Supplied information:
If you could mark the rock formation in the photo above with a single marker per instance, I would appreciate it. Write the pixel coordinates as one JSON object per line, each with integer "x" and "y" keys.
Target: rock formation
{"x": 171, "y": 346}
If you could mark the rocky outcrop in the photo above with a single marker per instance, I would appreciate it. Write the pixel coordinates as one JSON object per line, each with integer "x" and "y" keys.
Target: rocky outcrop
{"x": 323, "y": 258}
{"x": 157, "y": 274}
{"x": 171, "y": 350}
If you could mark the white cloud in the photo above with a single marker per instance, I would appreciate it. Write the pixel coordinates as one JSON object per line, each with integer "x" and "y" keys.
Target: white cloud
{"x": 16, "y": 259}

--

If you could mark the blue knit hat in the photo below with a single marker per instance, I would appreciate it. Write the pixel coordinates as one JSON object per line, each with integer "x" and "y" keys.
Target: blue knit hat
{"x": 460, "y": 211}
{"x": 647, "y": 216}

About this task:
Everything in the material above from the line that has "Target: rock formation" through the line that has "If you could mark the rocky" must be duplicated exactly, with no other lines given.

Task answer:
Target: rock formation
{"x": 171, "y": 346}
If you could mark the rocky outcrop in the photo above with a single marker per instance, I would appreciate it. Write the pixel coordinates as one JSON object per line, each with integer "x" and "y" keys.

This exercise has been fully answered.